Work task:
Skip the images and repeat every entry word for word.

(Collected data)
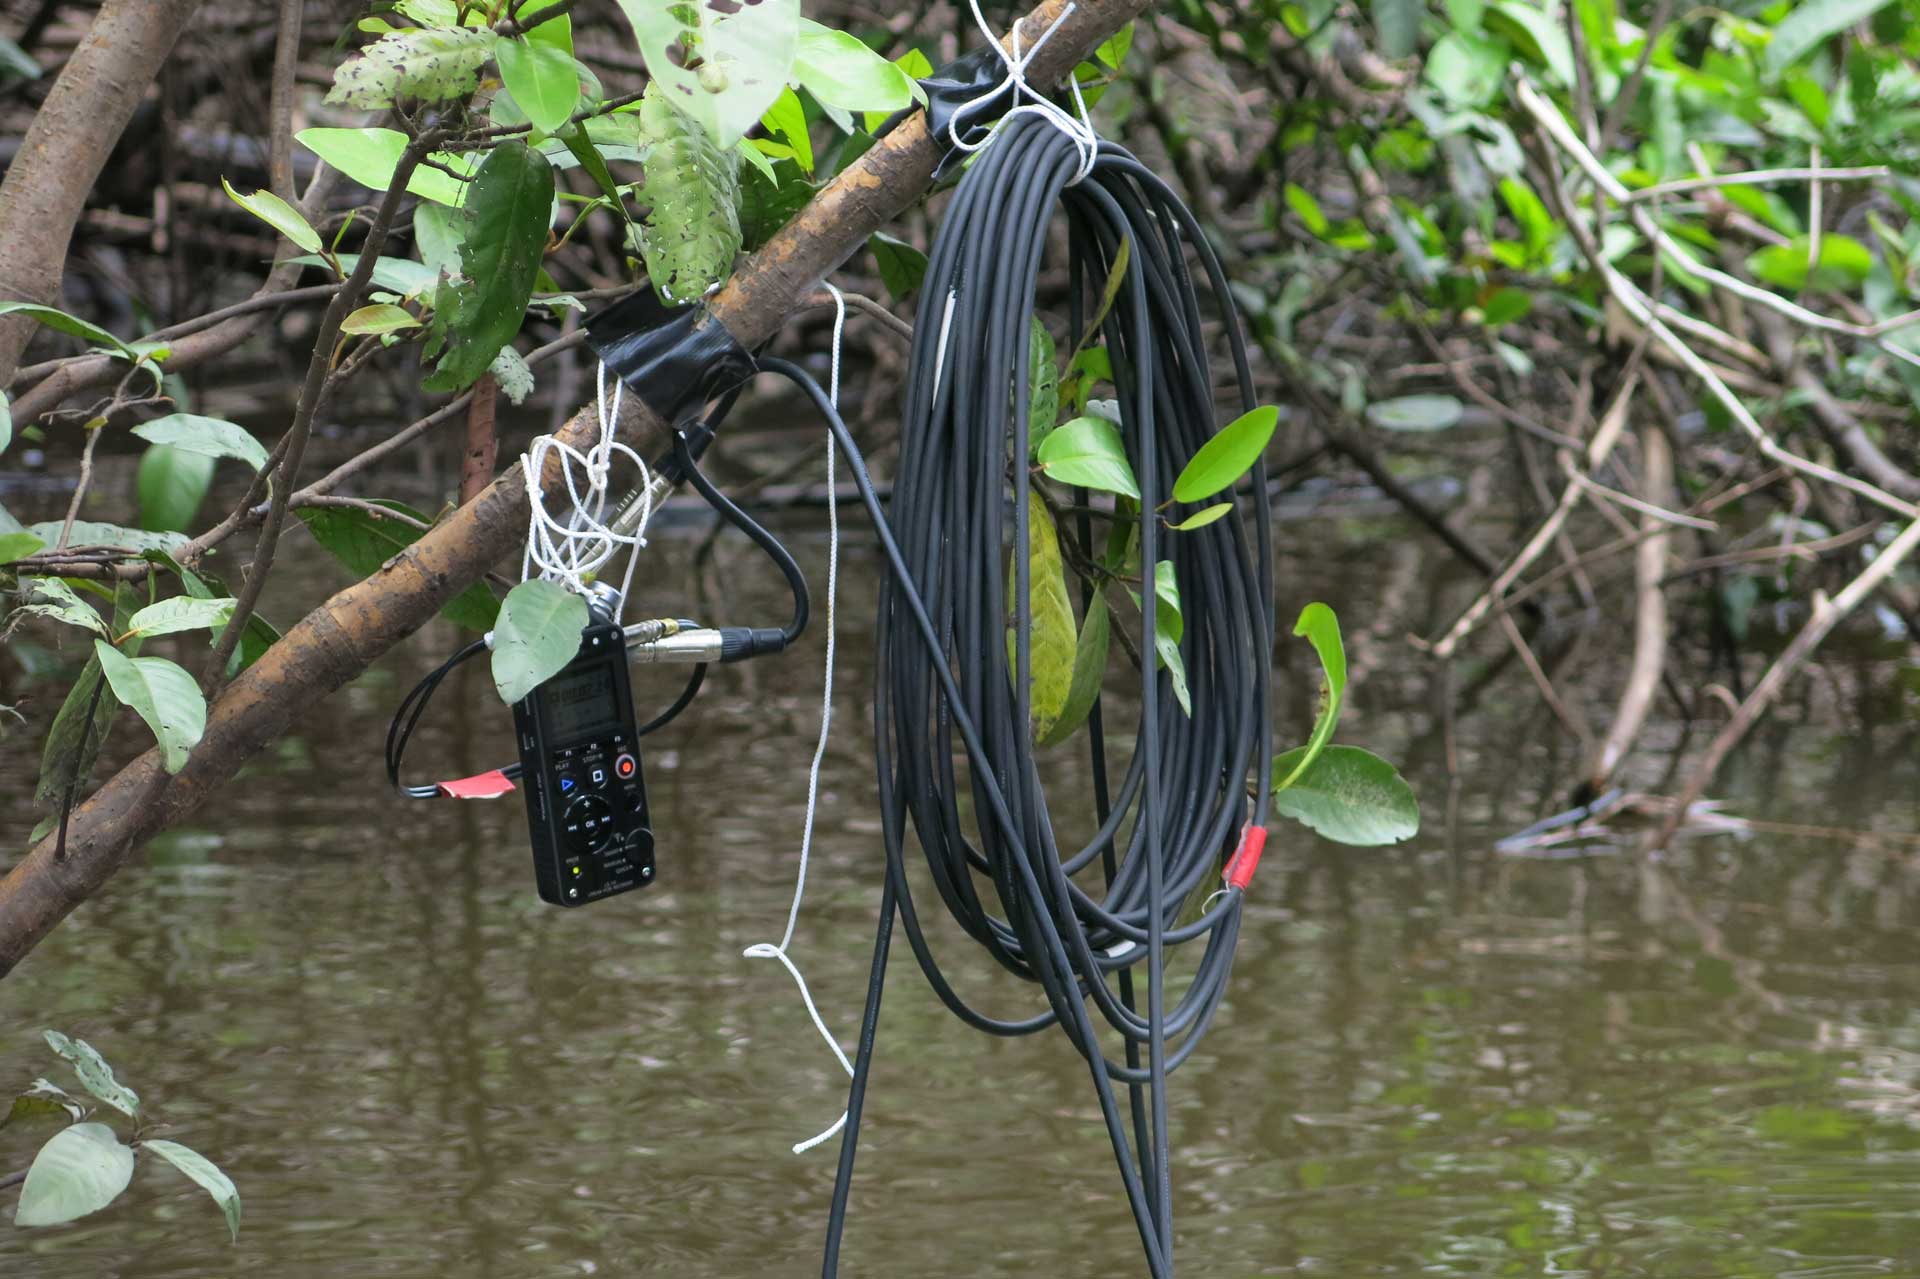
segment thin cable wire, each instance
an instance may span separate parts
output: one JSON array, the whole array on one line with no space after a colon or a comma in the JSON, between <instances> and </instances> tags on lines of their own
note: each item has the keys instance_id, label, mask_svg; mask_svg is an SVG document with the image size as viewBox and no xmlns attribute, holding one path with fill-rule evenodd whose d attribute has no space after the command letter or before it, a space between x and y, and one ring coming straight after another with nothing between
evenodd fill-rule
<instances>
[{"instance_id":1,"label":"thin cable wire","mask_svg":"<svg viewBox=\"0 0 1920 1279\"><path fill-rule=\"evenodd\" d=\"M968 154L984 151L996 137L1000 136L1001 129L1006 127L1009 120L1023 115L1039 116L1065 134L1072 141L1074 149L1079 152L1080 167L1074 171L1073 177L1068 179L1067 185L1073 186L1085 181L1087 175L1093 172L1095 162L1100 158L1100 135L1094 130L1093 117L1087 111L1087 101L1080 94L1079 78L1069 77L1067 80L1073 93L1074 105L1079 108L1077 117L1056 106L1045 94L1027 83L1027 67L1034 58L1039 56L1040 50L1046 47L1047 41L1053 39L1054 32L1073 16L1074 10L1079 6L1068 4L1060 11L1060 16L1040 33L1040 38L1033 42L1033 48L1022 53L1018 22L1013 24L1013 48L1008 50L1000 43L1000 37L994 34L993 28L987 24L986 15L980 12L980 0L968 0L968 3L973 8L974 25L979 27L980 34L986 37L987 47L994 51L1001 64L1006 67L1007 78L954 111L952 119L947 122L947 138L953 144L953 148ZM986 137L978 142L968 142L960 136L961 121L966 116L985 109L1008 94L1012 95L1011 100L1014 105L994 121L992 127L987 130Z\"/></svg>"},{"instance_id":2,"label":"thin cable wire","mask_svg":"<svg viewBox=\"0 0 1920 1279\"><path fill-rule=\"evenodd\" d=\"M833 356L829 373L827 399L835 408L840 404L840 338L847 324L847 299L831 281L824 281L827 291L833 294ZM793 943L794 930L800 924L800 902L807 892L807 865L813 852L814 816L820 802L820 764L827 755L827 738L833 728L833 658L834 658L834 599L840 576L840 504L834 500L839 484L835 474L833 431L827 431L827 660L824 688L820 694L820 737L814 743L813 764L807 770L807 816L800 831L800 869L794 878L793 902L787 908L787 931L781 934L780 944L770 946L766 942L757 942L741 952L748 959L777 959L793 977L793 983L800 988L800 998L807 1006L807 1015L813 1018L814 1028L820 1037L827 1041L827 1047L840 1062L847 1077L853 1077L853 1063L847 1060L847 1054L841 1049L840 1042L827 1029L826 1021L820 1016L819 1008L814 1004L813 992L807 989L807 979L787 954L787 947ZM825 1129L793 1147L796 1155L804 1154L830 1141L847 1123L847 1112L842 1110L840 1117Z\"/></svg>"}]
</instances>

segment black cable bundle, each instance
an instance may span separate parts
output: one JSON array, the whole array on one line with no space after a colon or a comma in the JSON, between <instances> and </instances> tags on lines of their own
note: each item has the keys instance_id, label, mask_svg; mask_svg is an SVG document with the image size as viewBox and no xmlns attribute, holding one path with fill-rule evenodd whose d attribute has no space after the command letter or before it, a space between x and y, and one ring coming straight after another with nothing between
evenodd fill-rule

Response:
segment thin cable wire, each instance
an instance may span separate parts
output: one JSON array, the whole array on one line with no space after a colon or a comma in the JSON, between <instances> and </instances> tags on lines of their own
note: each item has the keys instance_id, label, mask_svg; mask_svg is an SVG document with the image size as viewBox and no xmlns attribute, holding one path with fill-rule evenodd whose d attribute has no space after the command letter or before it, a space between x and y, and one ring coming straight after another with nothing between
evenodd fill-rule
<instances>
[{"instance_id":1,"label":"thin cable wire","mask_svg":"<svg viewBox=\"0 0 1920 1279\"><path fill-rule=\"evenodd\" d=\"M968 154L984 151L996 137L1000 136L1001 129L1006 127L1009 120L1023 115L1039 116L1065 134L1072 141L1074 149L1079 152L1080 167L1074 171L1073 177L1068 179L1067 185L1073 186L1085 181L1087 175L1093 172L1095 162L1100 158L1100 135L1094 130L1093 117L1087 111L1087 101L1080 94L1079 78L1069 77L1067 80L1073 93L1074 105L1079 108L1077 117L1056 106L1045 94L1027 83L1027 67L1034 58L1039 56L1040 50L1046 47L1047 41L1053 39L1054 32L1073 16L1074 10L1079 6L1068 4L1060 11L1060 16L1040 33L1040 38L1033 42L1033 48L1022 53L1018 22L1013 24L1013 48L1008 50L1000 43L1000 37L994 34L993 28L987 24L986 15L980 12L980 0L968 0L968 3L973 8L974 25L979 27L980 34L986 37L987 47L994 51L1001 64L1006 67L1007 78L954 111L952 119L947 122L947 138L953 144L953 148ZM986 137L978 142L968 142L960 136L961 121L966 116L985 109L1008 94L1012 95L1011 100L1014 105L994 121L992 127L987 130Z\"/></svg>"},{"instance_id":2,"label":"thin cable wire","mask_svg":"<svg viewBox=\"0 0 1920 1279\"><path fill-rule=\"evenodd\" d=\"M833 356L829 373L827 399L835 408L840 404L840 338L847 324L847 299L831 281L824 281L827 291L833 294ZM793 943L794 930L800 924L800 902L807 892L807 865L813 852L814 816L820 802L820 764L827 755L827 738L833 728L833 658L834 658L834 599L840 576L840 504L834 500L839 484L835 474L833 431L827 431L827 660L824 688L820 694L820 737L814 743L813 764L807 770L807 816L800 831L800 869L794 878L793 902L787 908L787 931L781 934L780 944L770 946L766 942L757 942L741 952L748 959L777 959L793 977L793 983L800 988L800 998L807 1006L807 1015L813 1018L814 1028L820 1037L827 1041L827 1047L840 1062L847 1077L853 1077L853 1063L847 1060L847 1054L841 1049L840 1042L827 1029L826 1021L820 1016L819 1008L814 1004L813 992L807 989L807 979L787 954L787 947ZM825 1129L793 1147L796 1155L804 1154L830 1141L847 1123L847 1112L842 1110L840 1117Z\"/></svg>"}]
</instances>

segment black cable bundle, each instance
an instance may span separate parts
output: one JSON array, the whole array on one line with no space after a colon or a comma in the JSON, between <instances> and </instances> tags on lines of their own
note: each item has the keys instance_id, label, mask_svg; mask_svg is an SVG document with the image size as viewBox and no xmlns attribute, holding one path with fill-rule evenodd whose d attribute has no space after the command letter or before it, a space between x and y, and one ring coming straight after another with nothing between
evenodd fill-rule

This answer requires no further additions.